1.MapReduce编程的编程思想(比如该文件就只输入三行,如下面所示)
hive spark hive hbase
hadoop hive spark
sqoop flume scala
(0,“hive spark hive hbase”)
(22,“hadoop hive spark”)
(40,“sqoop flume scala”)
输出:(hive,1),(spark,1),(hive,1)
在shuffle阶段,相同key的值进行合并,合并放到一个 集合中
(hive,<1,1>),(spark,<1>)
reduce:聚合
输入:(hive,<1,1>),(spark,<1>)
输出:(hive,2)
2.mapreduce处理数据过程
整个MapReduce程序,所有数据以(key,value)形式流动的
input:正常情况下,不需要编写代码,仅仅在MapReduce程序运行的时候指定一个路径即可
map(核心关注):map(key,value,output,context)
key:每行数据的偏移量 --毛用 value:每行数据的内容 --真正需要处理的内容
shuffle:阶段
key:业务需求中的key值
value:要聚合的值
reduce(核心关注):reduce(K2 key, Iterator<V2> values,OutputCollector<K3, V3>,output, Reporter reporter)

练习题目 1
根据这篇 MapReduce 笔记回答下列问题:
(a) 在 shuffle 阶段,相同 key 的值如何处理?
(b) 在 map 的输入中,key 指的是什么?
(c) input 阶段通常需要编写代码吗?
练习题目 2
请把这篇 MapReduce 笔记中的句子"整个MapReduce程序,所有数据以(key,value)形式流动的"译成英文。
练习题目 3
请从这篇 MapReduce 笔记的最后一行之后接着往下写。

数据集
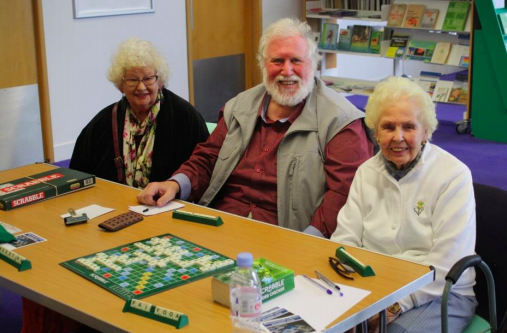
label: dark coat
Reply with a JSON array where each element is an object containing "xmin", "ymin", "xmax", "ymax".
[{"xmin": 69, "ymin": 88, "xmax": 209, "ymax": 182}]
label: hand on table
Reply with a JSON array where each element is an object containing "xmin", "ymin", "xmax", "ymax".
[
  {"xmin": 368, "ymin": 302, "xmax": 401, "ymax": 333},
  {"xmin": 137, "ymin": 180, "xmax": 180, "ymax": 207}
]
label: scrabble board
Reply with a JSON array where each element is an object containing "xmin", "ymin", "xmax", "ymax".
[{"xmin": 60, "ymin": 234, "xmax": 236, "ymax": 300}]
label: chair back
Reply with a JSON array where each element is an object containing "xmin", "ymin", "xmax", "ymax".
[{"xmin": 474, "ymin": 183, "xmax": 507, "ymax": 324}]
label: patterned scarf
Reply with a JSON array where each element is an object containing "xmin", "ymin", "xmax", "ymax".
[{"xmin": 123, "ymin": 92, "xmax": 162, "ymax": 188}]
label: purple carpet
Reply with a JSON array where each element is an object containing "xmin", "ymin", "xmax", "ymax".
[
  {"xmin": 0, "ymin": 288, "xmax": 22, "ymax": 333},
  {"xmin": 347, "ymin": 95, "xmax": 507, "ymax": 190}
]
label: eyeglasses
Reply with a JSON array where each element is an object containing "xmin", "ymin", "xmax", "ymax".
[
  {"xmin": 329, "ymin": 257, "xmax": 356, "ymax": 280},
  {"xmin": 122, "ymin": 75, "xmax": 158, "ymax": 88}
]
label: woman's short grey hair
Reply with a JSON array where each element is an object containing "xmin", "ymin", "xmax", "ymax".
[
  {"xmin": 107, "ymin": 38, "xmax": 171, "ymax": 88},
  {"xmin": 365, "ymin": 77, "xmax": 438, "ymax": 139},
  {"xmin": 257, "ymin": 18, "xmax": 320, "ymax": 72}
]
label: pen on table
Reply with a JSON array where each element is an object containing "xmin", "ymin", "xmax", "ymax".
[
  {"xmin": 315, "ymin": 271, "xmax": 343, "ymax": 296},
  {"xmin": 303, "ymin": 274, "xmax": 333, "ymax": 295}
]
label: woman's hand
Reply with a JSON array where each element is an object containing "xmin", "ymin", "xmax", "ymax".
[{"xmin": 137, "ymin": 180, "xmax": 180, "ymax": 207}]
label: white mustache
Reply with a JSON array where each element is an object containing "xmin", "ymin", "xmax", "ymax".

参考答案 1
(a) 相同 key 的值进行合并,合并后放到一个集合中。
(b) key 是每行数据的偏移量。
(c) 正常情况下不需要,只需在 MapReduce 程序运行时指定一个路径。

参考答案 2
Throughout the entire MapReduce program, all data flows in the form of (key, value) pairs.

参考答案 3
3.通过idea实现MapReduce的Wordcount的代码实现,
public class WordCountMapReduce {
public static void main(String[] args) throws IOException, ClassNotFoundException, InterruptedException {
//检查参数
if (args.length <2){
System.out.println("Usage: wordcount <in> [<in>...] <out>");
return;
}
//1、读取配置文件
Configuration configuration = new Configuration();
//2、创建job
Job job = Job.getInstance( configuration, "UserWordCountMapReduce" );
job.setJarByClass( WordCountMapReduce.class );
//a、input
Path inputPath = new Path( args[0] );
FileInputFormat.setInputPaths( job,inputPath );
//b、map
job.setMapperClass( WordCountMapper.class );
job.setMapOutputKeyClass( Text.class ); //字符串String
job.setMapOutputValueClass( IntWritable.class );//int
//b.b、shuffle
//c、reduce
job.setReducerClass( WordCountReduce.class );
job.setOutputKeyClass( Text.class );
job.setOutputValueClass( IntWritable.class );
//d、output
Path outputPath = new Path( args[1]);
FileOutputFormat.setOutputPath( job,outputPath );
//判断是否成功
boolean isSuccess = job.waitForCompletion( true );//进度条
System.exit( isSuccess?0:1 );
}
/**
* class Mapper<KEYIN, VALUEIN, KEYOUT, VALUEOUT>
* KEYIN:行偏移量 long
* VALUEIN:行内容 String
* KEYOUT:
* map方法输出key的类型
* 词频统计的单词 String
* VALUEOUT:
* map方法输出value的类型
* 出现的次数,就是1,int
*
*/
private static class WordCountMapper extends Mapper<LongWritable, Text, Text, IntWritable> {
private Text mapOutputKey = new Text( );
private static final IntWritable mapOutputValue = new IntWritable( 1 );
@Override
protected void map(LongWritable key, Text value, Context context) throws IOException, InterruptedException {
//(0,“hive spark hive hbase”)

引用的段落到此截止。